(Dataset entries)
┌──

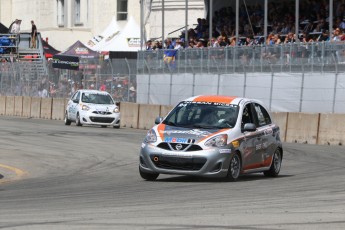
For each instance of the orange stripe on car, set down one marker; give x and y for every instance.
(214, 98)
(222, 130)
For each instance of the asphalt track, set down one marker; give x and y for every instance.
(66, 177)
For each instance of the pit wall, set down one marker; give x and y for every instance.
(308, 128)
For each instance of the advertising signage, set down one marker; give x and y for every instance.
(65, 62)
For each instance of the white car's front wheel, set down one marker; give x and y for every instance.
(66, 120)
(77, 120)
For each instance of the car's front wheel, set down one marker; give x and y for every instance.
(66, 120)
(148, 176)
(77, 120)
(234, 167)
(276, 164)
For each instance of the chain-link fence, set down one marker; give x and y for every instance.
(118, 77)
(296, 57)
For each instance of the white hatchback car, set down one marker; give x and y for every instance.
(92, 107)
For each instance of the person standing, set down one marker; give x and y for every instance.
(33, 35)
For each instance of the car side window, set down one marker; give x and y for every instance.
(76, 96)
(247, 115)
(262, 115)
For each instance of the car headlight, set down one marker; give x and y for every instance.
(217, 141)
(150, 136)
(85, 107)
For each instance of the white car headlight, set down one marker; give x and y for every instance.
(85, 107)
(217, 141)
(151, 137)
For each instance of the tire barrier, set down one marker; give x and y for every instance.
(308, 128)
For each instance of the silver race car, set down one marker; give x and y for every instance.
(213, 136)
(92, 107)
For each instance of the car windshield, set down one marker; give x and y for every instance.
(95, 98)
(205, 115)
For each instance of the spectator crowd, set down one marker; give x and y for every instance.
(313, 27)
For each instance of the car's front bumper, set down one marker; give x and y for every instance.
(209, 163)
(90, 118)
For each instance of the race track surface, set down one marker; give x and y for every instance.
(54, 176)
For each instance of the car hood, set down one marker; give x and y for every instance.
(185, 135)
(101, 108)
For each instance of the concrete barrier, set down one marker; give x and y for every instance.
(26, 107)
(46, 108)
(35, 107)
(10, 105)
(165, 109)
(2, 105)
(295, 127)
(281, 120)
(331, 129)
(18, 106)
(129, 115)
(147, 115)
(302, 128)
(58, 108)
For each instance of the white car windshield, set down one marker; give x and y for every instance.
(94, 98)
(206, 115)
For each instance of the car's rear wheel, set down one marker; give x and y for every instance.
(66, 120)
(276, 164)
(148, 176)
(77, 120)
(234, 167)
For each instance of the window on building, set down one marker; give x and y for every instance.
(77, 11)
(60, 12)
(122, 10)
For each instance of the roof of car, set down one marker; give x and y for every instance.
(216, 99)
(93, 91)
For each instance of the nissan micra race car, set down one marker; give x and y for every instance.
(92, 107)
(213, 136)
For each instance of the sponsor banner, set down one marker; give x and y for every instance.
(65, 62)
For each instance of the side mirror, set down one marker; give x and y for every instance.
(158, 120)
(249, 127)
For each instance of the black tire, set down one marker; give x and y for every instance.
(234, 167)
(77, 120)
(66, 120)
(276, 164)
(148, 176)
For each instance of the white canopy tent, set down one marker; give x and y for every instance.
(107, 35)
(126, 40)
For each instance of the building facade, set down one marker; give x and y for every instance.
(63, 22)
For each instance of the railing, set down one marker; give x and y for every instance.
(8, 47)
(297, 57)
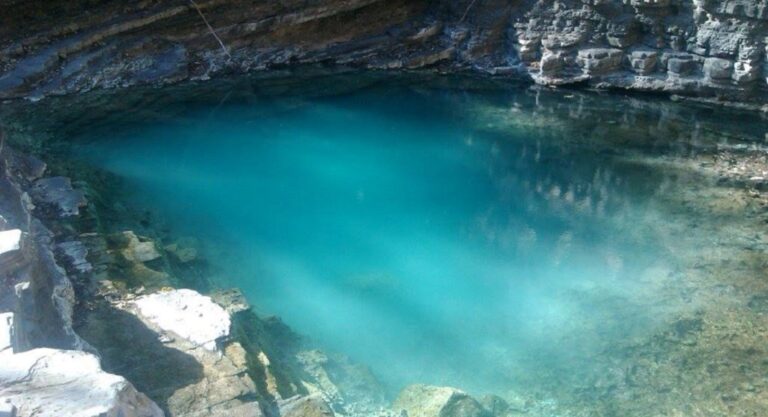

└──

Set exercise: Return every line of the records above word for word, leaving out the pictures.

Answer to the exercise:
For each instance of the orange stripe on car, set down one marker; give x and y for every instance.
(214, 98)
(222, 130)
For each instance of the asphalt track, set down one marker; give x and y for every instance.
(66, 177)
For each instance of the pit wall, set down one marker; give x and y for every instance.
(308, 128)
For each instance of the advertising signage, set down one marker; give x and y for every instance.
(65, 62)
For each instance of the white car's front wheel, set down one marker; give x and y for every instance.
(66, 120)
(77, 120)
For each instance of the car's front wheel, set down one marker; give x and y for every instance.
(66, 120)
(148, 176)
(77, 120)
(234, 167)
(276, 164)
For each instance of the chain-link fence, set down one marker; give x and y for every instance.
(118, 77)
(296, 57)
For each instance of the white hatchback car, set down one marker; give x and y for every instance.
(92, 107)
For each instance of the person standing, set down one marker; give x and y for every instance.
(33, 35)
For each instance of the car side window, set down one marker; give x and y for every instance.
(76, 96)
(247, 115)
(262, 115)
For each instance of the car headlight, set down one marker; give x and y for every instance.
(217, 141)
(150, 136)
(85, 107)
For each instance of the white car headlight, set down one marker; give x and y for every instance.
(85, 107)
(217, 141)
(151, 137)
For each instance of the tire barrier, set down one marker; give x and y for every instance.
(308, 128)
For each instance of the silver race car, set down one marker; give x and y for every instance.
(213, 136)
(92, 107)
For each instance of the car windshield, set down one marker; give x and y for every instance.
(95, 98)
(205, 115)
For each instance of the spectator crowd, set down one marker; give x and y for every instance.
(313, 27)
For each instance of the car's front bumper, set down one marker; give x and y for every instance.
(209, 163)
(90, 118)
For each instance of the race track surface, set down one marker; give x and y for every instance.
(54, 176)
For each instance of the car hood, set down one marker; give x and y for every instance.
(185, 135)
(101, 108)
For each instance of the concrete barrier, set down one marker; give x and y for every instance.
(26, 107)
(46, 108)
(35, 107)
(10, 105)
(165, 109)
(2, 105)
(295, 127)
(281, 120)
(331, 129)
(18, 106)
(129, 115)
(147, 115)
(302, 128)
(58, 108)
For each instance of the white car windshield, set down one marker; give x and y for every instance.
(94, 98)
(206, 115)
For each instance of the car's rear wheel, set down one marker; give x and y for every instance.
(66, 120)
(276, 164)
(148, 176)
(77, 120)
(234, 167)
For each instance of the window on building, set down one marker; give x and y for every instance.
(77, 11)
(60, 12)
(122, 10)
For each instance of the roof of car, set down one marker; give x and y for every instance.
(216, 99)
(93, 91)
For each instance of the nissan micra race car, set down one marker; give x and y for every instance.
(92, 107)
(213, 136)
For each instance of the sponsor banner, set down one marker; give x and y for every instance.
(65, 62)
For each instance of the side mirror, set down one marker; give x and y for every instance.
(158, 120)
(249, 127)
For each instance of the black tire, set down one marker; give x and y for every instance.
(234, 167)
(77, 120)
(66, 120)
(276, 164)
(148, 176)
For each instance of the white canopy tent, set down one marker; give x and y for every instance.
(107, 35)
(126, 40)
For each instance of the building facade, set down one marker; give x and y for every instance.
(63, 22)
For each instance of the railing, set down one marker; give x and y for every instance.
(8, 47)
(297, 57)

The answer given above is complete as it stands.